• [EXTRAIT DU TEXTE]
Le schéma suivant de la translittératie est un effort de représentation plutôt porteur des compétences nécessaires pour bien fonctionner dans notre société actuelle marquée au coin de trois cultures de l’information (les trois D : documents, dispositifs et données) :

Le schéma fait état de trois littératies associées aux trois cultures de l’information : la littératie informationnelle, qui se traduit par des compétences que Frau-Meigs qualifie d’organisationnelles (et qui s’apparentent à ce que nous nommons en général informationnelles); la littératie médiatique, qui s’appuie sur des compétences éditoriales (lesquelles englobent les compétences rédactionnelles); la littératie informatique fait appel à des compétences opératoires.  C’est dans une tentative de mieux comprendre ce qu’est cette littératie informatique que j’ai rédigé la présente dépêche en m’appuyant (fortement) sur un article de Béatrice Drot-Delange (2014), que j’ai trouvé très éclairant, car il fait état de l’analyse d’un vaste corpus de textes scientifiques ou prescriptifs sur le concept de littératie informatique.  Son objectif est de déterminer si et comment la littératie numérique peut contribuer à nourrir la réflexion sur l’enseignement de l’informatique à l’école.

Selon des rapports de regroupements spécialisés en informatique, la littératie informatique (traduit par computer literacy) « serait associée à la maîtrise d’applications informatiques courantes, provoquant la confusion dans l’esprit du grand public, et des politiques, avec ce que devrait être un enseignement de l’informatique pour des élèves de l’école primaire ou secondaire. »

Selon Johnson, Anderson, Hansen et Klassen (1980), la littératie informatique est peut être perçue comme un continuum de compétences :

Selon Hess (1994), l’utilisation du terme littératie informatique traduit une volonté de traiter l’informatique comme la lecture et l’écriture, c’est-à-dire un savoir fondamental et universel.  Mais cette position ne fait pas l’unanimité.  En 1999, le National Research Council (NRC) publie le rapport Being Fluent with Information Technology et préfère le mot « fluency » (maîtrise) à celui de littératie, qui « se traduirait par un ensemble de capacités intellectuelles, de connaissances conceptuelles et de compétences contemporaines associées aux technologies de l’information. »  À noter qu’on parle de technologies de l’information plutôt que d’informatique.

• [CONSIGNE] Recopiez à l'identique le passage de l'extrait sur la littératie informatique, en commençant aux mots « Selon Johnson, Anderson, Hansen » et en vous arrêtant après les mots « plutôt que d’informatique. ». Fondez-vous uniquement sur l'extrait ci-dessus.

• [LISTE]
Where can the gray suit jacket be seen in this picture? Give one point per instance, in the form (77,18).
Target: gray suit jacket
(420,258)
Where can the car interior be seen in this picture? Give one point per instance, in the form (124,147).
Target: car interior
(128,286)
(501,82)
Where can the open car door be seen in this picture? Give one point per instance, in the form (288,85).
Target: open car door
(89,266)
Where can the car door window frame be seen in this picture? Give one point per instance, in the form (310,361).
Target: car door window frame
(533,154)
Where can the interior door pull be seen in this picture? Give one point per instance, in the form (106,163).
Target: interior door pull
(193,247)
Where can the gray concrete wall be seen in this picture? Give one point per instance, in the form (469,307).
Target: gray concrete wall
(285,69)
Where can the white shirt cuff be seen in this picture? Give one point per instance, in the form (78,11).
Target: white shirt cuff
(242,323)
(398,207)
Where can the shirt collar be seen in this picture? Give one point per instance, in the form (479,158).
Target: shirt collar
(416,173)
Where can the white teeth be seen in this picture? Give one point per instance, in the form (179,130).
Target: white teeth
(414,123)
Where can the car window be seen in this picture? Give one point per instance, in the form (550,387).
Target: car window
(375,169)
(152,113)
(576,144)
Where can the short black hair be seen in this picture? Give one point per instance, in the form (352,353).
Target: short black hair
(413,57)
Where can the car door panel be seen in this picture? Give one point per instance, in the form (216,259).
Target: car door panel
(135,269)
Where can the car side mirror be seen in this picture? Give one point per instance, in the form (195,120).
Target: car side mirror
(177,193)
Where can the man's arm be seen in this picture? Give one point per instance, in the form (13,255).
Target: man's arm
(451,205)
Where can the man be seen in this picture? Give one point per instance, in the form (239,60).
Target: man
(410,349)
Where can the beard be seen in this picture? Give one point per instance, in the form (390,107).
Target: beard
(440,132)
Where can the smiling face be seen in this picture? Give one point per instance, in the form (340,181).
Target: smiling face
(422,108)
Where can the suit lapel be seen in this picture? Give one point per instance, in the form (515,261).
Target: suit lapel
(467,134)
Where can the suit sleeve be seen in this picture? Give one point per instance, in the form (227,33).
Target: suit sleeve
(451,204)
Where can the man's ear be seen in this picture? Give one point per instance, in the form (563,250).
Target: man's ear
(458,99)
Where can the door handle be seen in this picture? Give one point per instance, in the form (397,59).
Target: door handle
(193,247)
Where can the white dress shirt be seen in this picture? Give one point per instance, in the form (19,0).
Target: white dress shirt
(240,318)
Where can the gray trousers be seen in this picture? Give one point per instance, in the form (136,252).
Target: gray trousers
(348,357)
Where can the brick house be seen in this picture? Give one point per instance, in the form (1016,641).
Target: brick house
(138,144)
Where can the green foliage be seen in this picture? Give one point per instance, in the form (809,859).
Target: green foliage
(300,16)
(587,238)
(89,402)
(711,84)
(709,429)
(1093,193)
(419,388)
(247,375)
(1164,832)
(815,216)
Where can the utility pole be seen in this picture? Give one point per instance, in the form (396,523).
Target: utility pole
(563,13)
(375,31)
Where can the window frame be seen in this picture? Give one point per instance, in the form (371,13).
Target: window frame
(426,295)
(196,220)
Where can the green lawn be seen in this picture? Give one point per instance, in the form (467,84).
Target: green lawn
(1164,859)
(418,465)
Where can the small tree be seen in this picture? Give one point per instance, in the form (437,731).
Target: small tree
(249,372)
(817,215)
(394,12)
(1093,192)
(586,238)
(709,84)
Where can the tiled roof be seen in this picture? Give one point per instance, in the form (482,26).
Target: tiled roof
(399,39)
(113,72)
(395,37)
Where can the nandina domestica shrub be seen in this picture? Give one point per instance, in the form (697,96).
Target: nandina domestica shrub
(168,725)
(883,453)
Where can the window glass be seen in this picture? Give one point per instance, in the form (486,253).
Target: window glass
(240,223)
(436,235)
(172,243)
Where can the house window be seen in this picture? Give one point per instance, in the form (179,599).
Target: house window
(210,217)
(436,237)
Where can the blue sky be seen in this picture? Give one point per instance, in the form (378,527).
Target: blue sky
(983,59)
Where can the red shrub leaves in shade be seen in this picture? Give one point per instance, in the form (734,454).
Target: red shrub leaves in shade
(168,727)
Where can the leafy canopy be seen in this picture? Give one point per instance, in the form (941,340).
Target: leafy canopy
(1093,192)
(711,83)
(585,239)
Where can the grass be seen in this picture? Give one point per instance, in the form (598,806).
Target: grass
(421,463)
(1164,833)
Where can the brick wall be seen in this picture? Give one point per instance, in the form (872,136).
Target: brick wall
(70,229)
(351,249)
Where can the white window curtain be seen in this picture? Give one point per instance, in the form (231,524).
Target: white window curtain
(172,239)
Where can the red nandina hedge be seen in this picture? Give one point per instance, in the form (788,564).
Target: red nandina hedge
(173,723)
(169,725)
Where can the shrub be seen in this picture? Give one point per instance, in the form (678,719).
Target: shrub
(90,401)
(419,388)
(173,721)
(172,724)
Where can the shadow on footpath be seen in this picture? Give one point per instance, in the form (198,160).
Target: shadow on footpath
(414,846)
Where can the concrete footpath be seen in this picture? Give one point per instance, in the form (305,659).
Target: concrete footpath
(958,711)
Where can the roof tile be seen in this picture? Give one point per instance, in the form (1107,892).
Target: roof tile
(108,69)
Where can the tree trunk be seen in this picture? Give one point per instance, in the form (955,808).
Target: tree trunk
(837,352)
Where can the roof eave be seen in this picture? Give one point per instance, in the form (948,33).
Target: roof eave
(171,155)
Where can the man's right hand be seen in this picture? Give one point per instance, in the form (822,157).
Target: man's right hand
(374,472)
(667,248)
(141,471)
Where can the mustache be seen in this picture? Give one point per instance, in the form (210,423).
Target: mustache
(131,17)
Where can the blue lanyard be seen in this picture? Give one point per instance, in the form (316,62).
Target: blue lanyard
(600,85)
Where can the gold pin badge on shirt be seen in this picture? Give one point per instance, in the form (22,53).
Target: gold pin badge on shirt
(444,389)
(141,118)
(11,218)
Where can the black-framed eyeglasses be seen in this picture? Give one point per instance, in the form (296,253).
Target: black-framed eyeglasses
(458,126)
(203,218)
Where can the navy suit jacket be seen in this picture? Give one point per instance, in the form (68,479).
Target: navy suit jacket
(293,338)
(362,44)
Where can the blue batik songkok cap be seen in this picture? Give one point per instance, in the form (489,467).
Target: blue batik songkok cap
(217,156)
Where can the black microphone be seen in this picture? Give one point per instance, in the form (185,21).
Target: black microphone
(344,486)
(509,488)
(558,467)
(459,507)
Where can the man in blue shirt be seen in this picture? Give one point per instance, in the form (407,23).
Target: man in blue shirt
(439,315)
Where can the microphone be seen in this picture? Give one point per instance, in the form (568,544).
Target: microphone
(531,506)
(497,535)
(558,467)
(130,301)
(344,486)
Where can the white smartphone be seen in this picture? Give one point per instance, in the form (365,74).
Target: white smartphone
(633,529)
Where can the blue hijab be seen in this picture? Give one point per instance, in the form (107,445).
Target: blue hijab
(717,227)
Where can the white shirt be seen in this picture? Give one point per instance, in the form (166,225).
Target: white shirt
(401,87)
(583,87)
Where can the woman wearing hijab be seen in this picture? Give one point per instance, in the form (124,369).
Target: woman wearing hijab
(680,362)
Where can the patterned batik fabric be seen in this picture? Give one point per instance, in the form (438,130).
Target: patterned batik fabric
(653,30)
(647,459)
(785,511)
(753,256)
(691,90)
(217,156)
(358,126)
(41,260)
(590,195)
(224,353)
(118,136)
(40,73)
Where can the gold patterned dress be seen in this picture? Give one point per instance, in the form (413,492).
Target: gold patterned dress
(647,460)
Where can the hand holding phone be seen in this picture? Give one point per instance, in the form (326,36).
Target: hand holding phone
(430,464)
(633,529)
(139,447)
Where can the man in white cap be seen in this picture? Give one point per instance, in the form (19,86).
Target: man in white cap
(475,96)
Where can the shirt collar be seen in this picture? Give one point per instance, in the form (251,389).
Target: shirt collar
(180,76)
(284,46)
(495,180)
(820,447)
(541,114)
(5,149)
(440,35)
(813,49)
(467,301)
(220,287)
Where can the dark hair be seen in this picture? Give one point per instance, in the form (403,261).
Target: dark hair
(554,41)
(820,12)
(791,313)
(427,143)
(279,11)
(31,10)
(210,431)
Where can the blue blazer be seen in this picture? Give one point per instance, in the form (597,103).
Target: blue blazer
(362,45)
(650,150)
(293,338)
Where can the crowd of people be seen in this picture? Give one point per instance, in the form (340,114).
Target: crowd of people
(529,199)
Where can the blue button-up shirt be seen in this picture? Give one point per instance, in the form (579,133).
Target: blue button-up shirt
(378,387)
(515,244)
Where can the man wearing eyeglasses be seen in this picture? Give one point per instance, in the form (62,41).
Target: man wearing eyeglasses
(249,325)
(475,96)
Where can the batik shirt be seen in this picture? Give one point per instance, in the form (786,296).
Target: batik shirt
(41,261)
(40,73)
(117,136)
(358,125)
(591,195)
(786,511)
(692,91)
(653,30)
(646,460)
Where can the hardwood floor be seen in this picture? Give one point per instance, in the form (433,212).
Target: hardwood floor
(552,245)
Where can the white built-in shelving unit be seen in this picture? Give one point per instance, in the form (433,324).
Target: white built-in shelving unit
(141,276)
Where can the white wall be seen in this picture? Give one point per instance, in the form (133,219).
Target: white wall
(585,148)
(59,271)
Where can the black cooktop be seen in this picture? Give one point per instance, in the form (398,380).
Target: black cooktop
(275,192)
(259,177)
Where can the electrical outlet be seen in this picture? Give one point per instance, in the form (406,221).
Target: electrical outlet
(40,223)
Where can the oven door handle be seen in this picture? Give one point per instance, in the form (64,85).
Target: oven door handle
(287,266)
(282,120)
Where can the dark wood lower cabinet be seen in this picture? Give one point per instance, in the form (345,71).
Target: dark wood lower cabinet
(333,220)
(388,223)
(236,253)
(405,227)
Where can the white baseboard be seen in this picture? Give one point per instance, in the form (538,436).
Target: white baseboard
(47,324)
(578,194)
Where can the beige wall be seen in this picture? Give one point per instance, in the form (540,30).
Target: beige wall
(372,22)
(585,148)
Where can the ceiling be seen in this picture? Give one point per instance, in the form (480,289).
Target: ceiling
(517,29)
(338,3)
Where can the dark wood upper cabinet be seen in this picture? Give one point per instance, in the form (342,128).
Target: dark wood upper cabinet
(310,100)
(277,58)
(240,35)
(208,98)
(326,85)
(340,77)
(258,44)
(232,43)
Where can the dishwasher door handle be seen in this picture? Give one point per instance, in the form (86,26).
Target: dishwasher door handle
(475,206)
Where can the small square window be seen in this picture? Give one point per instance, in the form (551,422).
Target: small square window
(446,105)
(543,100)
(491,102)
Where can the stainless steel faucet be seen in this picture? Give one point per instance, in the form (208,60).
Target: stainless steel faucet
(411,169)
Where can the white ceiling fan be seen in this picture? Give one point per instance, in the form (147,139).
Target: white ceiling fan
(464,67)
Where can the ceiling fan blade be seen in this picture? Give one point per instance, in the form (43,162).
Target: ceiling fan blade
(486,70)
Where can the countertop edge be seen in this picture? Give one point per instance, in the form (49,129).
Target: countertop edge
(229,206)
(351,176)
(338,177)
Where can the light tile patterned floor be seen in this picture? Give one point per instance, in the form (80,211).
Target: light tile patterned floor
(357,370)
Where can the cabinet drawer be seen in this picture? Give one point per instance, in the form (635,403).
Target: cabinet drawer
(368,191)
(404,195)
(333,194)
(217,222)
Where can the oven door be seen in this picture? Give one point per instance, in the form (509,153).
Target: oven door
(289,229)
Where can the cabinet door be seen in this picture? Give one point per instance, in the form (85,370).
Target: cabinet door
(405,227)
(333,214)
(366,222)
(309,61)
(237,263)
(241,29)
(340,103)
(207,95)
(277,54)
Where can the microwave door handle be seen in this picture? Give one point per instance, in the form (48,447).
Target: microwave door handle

• [RÉSULTAT]
Selon Johnson, Anderson, Hansen et Klassen (1980), la littératie informatique est peut être perçue comme un continuum de compétences :

Selon Hess (1994), l’utilisation du terme littératie informatique traduit une volonté de traiter l’informatique comme la lecture et l’écriture, c’est-à-dire un savoir fondamental et universel.  Mais cette position ne fait pas l’unanimité.  En 1999, le National Research Council (NRC) publie le rapport Being Fluent with Information Technology et préfère le mot « fluency » (maîtrise) à celui de littératie, qui « se traduirait par un ensemble de capacités intellectuelles, de connaissances conceptuelles et de compétences contemporaines associées aux technologies de l’information. »  À noter qu’on parle de technologies de l’information plutôt que d’informatique.